THE INPUT
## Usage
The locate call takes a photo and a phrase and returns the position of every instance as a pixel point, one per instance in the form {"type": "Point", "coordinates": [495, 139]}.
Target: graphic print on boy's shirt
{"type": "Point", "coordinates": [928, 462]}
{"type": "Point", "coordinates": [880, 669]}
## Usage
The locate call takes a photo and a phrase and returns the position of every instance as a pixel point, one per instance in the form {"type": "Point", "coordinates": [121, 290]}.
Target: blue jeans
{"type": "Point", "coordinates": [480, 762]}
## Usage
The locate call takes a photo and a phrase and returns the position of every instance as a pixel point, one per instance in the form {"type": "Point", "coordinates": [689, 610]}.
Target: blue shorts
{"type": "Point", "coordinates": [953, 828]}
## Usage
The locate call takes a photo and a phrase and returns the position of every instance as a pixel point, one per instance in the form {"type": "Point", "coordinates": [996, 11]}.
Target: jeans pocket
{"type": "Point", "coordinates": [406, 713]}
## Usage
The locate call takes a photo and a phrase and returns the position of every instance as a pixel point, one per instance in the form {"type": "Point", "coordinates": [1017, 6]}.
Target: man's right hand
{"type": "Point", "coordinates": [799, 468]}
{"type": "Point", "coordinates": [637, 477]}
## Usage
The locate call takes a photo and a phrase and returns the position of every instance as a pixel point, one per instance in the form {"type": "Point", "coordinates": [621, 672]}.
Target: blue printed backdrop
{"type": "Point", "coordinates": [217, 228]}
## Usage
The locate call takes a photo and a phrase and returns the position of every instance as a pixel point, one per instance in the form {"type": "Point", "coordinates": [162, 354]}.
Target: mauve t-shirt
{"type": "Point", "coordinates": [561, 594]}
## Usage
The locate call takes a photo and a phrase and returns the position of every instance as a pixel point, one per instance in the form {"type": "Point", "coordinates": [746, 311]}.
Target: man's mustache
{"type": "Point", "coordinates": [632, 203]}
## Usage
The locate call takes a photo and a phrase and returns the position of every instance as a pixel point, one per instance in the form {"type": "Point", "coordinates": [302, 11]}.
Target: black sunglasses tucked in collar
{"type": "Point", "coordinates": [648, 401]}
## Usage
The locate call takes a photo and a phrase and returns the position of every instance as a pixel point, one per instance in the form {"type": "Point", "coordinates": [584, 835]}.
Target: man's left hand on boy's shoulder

TASK ITEM
Retype the listing exactly. Leave nothing out.

EXERCISE ANSWER
## Usage
The locate call takes a photo and a phrase and returns the position of every instance as a pixel point, one per instance in the form {"type": "Point", "coordinates": [495, 139]}.
Target: graphic print on boy's shirt
{"type": "Point", "coordinates": [928, 462]}
{"type": "Point", "coordinates": [880, 669]}
## Usage
The locate call takes a photo and a phrase and returns the position of every instance as a pixel point, one per instance in the form {"type": "Point", "coordinates": [121, 290]}.
Target: blue jeans
{"type": "Point", "coordinates": [480, 762]}
## Usage
The locate call takes a photo and a phrase and returns the position of every instance as a pixel point, one per instance in the form {"type": "Point", "coordinates": [689, 610]}.
Target: blue shorts
{"type": "Point", "coordinates": [953, 828]}
## Usage
The locate call takes a photo and a phrase and returns the position of every instance as a pixel point, one per instance in the form {"type": "Point", "coordinates": [996, 11]}.
Target: jeans pocket
{"type": "Point", "coordinates": [406, 713]}
## Usage
The locate call takes a photo and a phrase and returns the position of every instance as a pixel point, one per instance in the form {"type": "Point", "coordinates": [1017, 6]}.
Target: man's right hand
{"type": "Point", "coordinates": [799, 468]}
{"type": "Point", "coordinates": [637, 477]}
## Usage
The locate call takes a photo and a phrase and returns the position of every instance as a pixel point, one per instance in the form {"type": "Point", "coordinates": [621, 672]}.
Target: blue printed backdrop
{"type": "Point", "coordinates": [217, 228]}
## Usage
The locate call takes a photo and a phrase and returns the position of every instance as a pixel point, one per instance in the form {"type": "Point", "coordinates": [162, 354]}.
Target: mauve t-shirt
{"type": "Point", "coordinates": [561, 594]}
## Usage
The locate call takes a photo and a phrase and returns the position of every instance as a pixel point, one per instance in the form {"type": "Point", "coordinates": [746, 311]}.
Target: man's mustache
{"type": "Point", "coordinates": [632, 203]}
## Usage
The locate call takes a photo and a phrase and returns the position of every instance as a pixel point, one per instance in the form {"type": "Point", "coordinates": [302, 11]}.
Target: black sunglasses tucked in collar
{"type": "Point", "coordinates": [648, 401]}
## Usage
The locate call takes a photo and a phrase and returns the position of every instance as a pixel point, one per instance in the form {"type": "Point", "coordinates": [584, 835]}.
Target: man's left hand on boy's shoulder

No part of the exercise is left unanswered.